> **Records from a data collection**:
:::

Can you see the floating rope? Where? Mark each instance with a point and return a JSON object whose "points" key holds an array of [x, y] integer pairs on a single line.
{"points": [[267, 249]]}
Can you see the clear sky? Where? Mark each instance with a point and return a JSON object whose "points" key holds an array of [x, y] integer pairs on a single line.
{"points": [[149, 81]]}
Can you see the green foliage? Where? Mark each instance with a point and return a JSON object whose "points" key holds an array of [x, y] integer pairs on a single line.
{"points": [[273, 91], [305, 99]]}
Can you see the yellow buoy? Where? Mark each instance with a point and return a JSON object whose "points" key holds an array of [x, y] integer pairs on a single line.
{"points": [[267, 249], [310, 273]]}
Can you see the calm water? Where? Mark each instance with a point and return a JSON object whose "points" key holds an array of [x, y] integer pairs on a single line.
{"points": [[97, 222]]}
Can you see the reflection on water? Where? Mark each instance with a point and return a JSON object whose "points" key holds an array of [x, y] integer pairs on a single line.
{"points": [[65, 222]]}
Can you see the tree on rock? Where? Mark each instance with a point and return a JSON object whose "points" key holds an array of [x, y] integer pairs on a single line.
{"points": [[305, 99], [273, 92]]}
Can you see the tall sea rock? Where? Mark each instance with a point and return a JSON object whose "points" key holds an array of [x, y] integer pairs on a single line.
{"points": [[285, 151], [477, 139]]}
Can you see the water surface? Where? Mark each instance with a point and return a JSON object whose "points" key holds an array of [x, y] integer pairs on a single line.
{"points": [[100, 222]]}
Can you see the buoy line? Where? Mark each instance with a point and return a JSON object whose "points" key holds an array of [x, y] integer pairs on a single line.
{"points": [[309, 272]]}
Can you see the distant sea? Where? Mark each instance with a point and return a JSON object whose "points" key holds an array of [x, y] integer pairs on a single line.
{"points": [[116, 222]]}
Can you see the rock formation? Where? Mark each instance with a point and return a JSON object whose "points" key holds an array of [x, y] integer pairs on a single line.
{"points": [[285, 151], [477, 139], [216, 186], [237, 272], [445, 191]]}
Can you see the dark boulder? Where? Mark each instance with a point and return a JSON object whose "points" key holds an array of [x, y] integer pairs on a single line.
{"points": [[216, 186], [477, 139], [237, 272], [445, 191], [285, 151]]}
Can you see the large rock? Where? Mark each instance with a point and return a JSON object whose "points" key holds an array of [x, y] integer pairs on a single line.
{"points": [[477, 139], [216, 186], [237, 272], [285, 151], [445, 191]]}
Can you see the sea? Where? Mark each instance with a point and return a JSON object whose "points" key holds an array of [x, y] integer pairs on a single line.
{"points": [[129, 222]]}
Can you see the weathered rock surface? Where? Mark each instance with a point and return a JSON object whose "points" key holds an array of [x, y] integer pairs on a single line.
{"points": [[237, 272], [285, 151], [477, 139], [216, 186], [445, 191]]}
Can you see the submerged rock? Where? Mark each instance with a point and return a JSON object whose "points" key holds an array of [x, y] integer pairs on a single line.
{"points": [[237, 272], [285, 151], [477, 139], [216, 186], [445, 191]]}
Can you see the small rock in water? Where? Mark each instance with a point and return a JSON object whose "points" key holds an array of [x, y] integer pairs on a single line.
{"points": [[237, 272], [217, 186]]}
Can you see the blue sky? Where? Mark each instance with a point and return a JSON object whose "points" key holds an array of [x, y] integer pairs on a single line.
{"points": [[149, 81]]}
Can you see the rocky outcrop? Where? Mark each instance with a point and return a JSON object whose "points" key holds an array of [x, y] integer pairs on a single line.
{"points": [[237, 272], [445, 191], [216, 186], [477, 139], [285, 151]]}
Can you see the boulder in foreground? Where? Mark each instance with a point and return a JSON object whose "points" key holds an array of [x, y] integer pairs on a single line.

:::

> **EXERCISE AIM**: Render as a numbered list everything from the line containing "Can you see the rocky" down through the end of the records, omitting any blank lines.

> **FINAL RESULT**:
1. Can you see the rocky outcrop? Where? Mark each instance with a point and return a JSON object whose "points" key holds an array of [x, y] integer pairs on a single line.
2. {"points": [[237, 272], [445, 191], [216, 186], [477, 139], [285, 151]]}
3. Can you see the boulder in foreground? Where? Mark each instance with a point and return a JSON object whose "points" key holds an array of [x, y] integer pairs on a single line.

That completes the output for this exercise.